■ **Tarefa proposta**
Responda com base no texto sobre Érika Coimbra:
(a) Em qual escola da USP foi desenvolvida a dissertação de mestrado?
(b) O que a atleta foi solicitada a levar na segunda entrevista?
(c) O que Enoly acompanhou no encontro presencial?

■ **Texto fornecido**
————————

Em um cenário em que a inclusão no esporte ainda apresenta desafios, Érika Coimbra se destaca como a representante brasileira de ginástica rítmica nas Olimpíadas Especiais. A trajetória dela foi explorada pela pesquisadora Enoly Cristine Frazão da Silva em sua dissertação de mestrado, desenvolvida na Escola de Educação Física e Esporte (EEFE) da USP. Intitulado “Quero vencer, mas se não puder vencer, quero ser valente na tentativa”: A percepção da experiência vivida no esporte por uma atleta de ginástica rítmica adaptada, o trabalho baseou-se em uma entrevista com a ginasta para entender a percepção da experiência vivida no esporte por uma atleta com síndrome de Down.
O estudo utilizou uma abordagem fenomenológica, com duas entrevistas e um encontro presencial. A primeira entrevista focou a carreira de Érika nas artes e no esporte. Na segunda, a atleta foi solicitada a levar objetos significativos que marcaram sua trajetória na ginástica rítmica. No encontro presencial, Enoly acompanhou um campeonato municipal do qual Érika participou e escreveu um diário de campo sobre a competição.

————————

(Registros de um conjunto de dados sobre a localização de objetos)
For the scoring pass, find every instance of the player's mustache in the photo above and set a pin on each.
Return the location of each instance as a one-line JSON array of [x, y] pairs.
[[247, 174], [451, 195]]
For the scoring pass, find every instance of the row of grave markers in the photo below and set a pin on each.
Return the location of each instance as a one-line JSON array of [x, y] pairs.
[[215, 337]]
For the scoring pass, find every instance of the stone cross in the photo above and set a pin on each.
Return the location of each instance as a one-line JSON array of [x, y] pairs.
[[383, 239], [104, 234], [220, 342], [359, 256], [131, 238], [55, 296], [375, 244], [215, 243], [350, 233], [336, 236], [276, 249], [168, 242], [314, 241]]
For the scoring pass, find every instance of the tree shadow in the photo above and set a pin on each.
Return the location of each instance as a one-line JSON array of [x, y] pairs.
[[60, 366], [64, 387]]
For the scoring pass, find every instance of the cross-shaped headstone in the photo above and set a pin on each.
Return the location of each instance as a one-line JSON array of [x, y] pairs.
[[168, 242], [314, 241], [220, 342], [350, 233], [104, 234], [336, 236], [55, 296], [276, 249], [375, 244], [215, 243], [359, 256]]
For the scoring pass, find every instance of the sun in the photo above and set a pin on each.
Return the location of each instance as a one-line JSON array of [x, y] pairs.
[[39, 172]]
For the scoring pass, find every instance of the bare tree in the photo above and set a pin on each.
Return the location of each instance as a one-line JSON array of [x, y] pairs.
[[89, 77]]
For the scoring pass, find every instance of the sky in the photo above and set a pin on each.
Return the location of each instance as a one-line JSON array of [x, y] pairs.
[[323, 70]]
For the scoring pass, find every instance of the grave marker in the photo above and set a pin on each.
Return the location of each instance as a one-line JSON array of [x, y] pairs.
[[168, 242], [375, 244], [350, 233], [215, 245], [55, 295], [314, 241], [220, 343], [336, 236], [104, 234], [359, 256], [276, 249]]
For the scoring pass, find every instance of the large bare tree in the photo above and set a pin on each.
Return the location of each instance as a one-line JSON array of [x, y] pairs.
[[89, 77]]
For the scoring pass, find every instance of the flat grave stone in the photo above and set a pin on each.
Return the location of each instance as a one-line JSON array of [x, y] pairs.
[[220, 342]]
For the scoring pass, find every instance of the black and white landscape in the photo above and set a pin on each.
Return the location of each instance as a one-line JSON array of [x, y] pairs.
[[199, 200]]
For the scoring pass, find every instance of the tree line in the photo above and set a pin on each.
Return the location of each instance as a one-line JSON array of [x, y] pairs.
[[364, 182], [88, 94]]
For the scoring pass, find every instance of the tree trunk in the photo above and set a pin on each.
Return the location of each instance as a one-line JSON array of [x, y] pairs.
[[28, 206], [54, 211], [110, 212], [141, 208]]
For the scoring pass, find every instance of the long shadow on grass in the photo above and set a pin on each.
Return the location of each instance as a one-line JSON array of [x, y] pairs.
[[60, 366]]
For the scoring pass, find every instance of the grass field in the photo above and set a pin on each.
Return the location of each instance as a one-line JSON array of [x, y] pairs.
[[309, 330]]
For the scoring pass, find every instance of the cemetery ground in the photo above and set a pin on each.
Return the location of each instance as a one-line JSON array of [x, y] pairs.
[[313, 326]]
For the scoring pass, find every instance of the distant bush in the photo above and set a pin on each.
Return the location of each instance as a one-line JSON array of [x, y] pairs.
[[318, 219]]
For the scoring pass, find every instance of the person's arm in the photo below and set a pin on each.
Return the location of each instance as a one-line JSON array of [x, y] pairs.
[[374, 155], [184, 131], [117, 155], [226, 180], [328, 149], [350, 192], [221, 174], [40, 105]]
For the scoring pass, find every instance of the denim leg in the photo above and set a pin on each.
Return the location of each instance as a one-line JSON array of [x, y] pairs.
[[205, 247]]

————————

■ **Resposta escrita**
(a) Na Escola de Educação Física e Esporte (EEFE).
(b) Objetos significativos que marcaram sua trajetória na ginástica rítmica.
(c) Um campeonato municipal do qual Érika participou.